### Récupération des données de statistiques d'Aftercinema

#### Vérification du bon fonctionnement de l'environnement + installations + imports

In [None]:
print("hello")

In [None]:
%pip install requests
%pip install pandas
%pip install sqlalchemy
%pip install psycopg2

In [None]:
import os
import json
import requests
import pandas as pd
from sqlalchemy import create_engine, Table, Column, String, MetaData
from datetime import datetime,timedelta
import xml.etree.ElementTree as ET
from sqlalchemy.dialects.postgresql import JSONB

#### 1.Récupération des données PostHog

In [None]:
token = os.getenv("POSTHOG_API_KEY")

headers = {"Authorization": "Bearer " + token}

with open("./POSTHOG_QUERIES.json", 'r') as fichier:
    queries = json.load(fichier)

■ Consigne écrite 1 ■
Énumérez les paquets que la page sur les statistiques d'Aftercinema installe au moyen de la commande %pip install.
■ Consigne écrite 2 ■
Recopiez, s'il vous plaît, le passage de la page sur les statistiques d'Aftercinema qui va de « #### 1.Récupération des » jusqu'à « queries = json.load(fichier) ».
■ Consigne écrite 3 ■
Poursuivez la page sur les statistiques d'Aftercinema à partir de l'endroit où elle s'arrête.
Les entrées qui viennent ensuite forment un matériau distinct de la page sur les statistiques d'Aftercinema.

(Extraits de jeu de données sur le pointage d'objets)
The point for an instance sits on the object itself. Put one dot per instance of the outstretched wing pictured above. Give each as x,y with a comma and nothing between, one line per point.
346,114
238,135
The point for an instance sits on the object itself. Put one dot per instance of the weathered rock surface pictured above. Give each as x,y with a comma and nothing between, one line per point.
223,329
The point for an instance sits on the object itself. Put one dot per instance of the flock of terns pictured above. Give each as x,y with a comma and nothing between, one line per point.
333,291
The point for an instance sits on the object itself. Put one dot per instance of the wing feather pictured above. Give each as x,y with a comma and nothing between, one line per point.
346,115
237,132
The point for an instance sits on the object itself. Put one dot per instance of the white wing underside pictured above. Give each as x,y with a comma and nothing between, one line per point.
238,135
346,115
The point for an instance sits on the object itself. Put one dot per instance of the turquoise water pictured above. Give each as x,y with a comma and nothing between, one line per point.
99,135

---

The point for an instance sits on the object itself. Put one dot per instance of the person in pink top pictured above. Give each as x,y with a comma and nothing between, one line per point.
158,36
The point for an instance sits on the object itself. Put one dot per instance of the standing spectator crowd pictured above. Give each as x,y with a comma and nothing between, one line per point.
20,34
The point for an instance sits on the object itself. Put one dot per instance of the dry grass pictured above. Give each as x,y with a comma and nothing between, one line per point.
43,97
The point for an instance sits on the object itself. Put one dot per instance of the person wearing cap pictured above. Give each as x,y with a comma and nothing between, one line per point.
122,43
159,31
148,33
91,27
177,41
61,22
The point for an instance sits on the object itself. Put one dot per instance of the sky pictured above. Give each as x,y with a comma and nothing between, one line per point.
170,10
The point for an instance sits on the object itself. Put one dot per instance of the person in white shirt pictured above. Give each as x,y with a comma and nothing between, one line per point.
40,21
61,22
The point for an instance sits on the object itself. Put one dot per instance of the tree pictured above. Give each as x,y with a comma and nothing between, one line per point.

■ Réponse écrite 1 ■
requests, pandas, sqlalchemy, psycopg2

■ Réponse écrite 2 ■
#### 1.Récupération des données PostHog

In [None]:
token = os.getenv("POSTHOG_API_KEY")

headers = {"Authorization": "Bearer " + token}

with open("./POSTHOG_QUERIES.json", 'r') as fichier:
    queries = json.load(fichier)

■ Réponse écrite 3 ■
events_data = {}

for event in ["Page viewed","Platform button clicked"]:
    data = {
        "query": {
            "kind": "HogQLQuery",
            "query": queries[event]
        }
    }

    request = requests.post("https://eu.posthog.com/api/projects/20861/query",headers=headers,json=data)

    data = request.json()

    df = pd.DataFrame(data["results"])
    df.columns = data["columns"]

    events_data[event] = df

Traitement des données pour le graphique PostHog - plateformes

In [None]:
df_platforms = events_data["Platform button clicked"]
df_platforms = df_platforms.groupby('platform').size().reset_index(name='count')
result_platforms = df_platforms.to_dict(orient='records')

Traitement des données pour le graphique PostHog - pages

In [None]:
df_pages = events_data["Page viewed"]
df_pages['time'] = pd.to_datetime(df_pages['time'])
df_pages['year_month'] = df_pages['time'].dt.tz_localize(None).dt.to_period('M')
month_map = {1: 'jan', 2: 'fév', 3: 'mar', 4: 'avr', 5: 'mai', 6: 'jun',7: 'jui', 8: 'aoû', 9: 'sep', 10: 'oct', 11: 'nov', 12: 'déc'}
df_pages['month'] = df_pages['year_month'].dt.month.map(month_map) + " " + (df_pages['year_month'].dt.year % 100).astype(str)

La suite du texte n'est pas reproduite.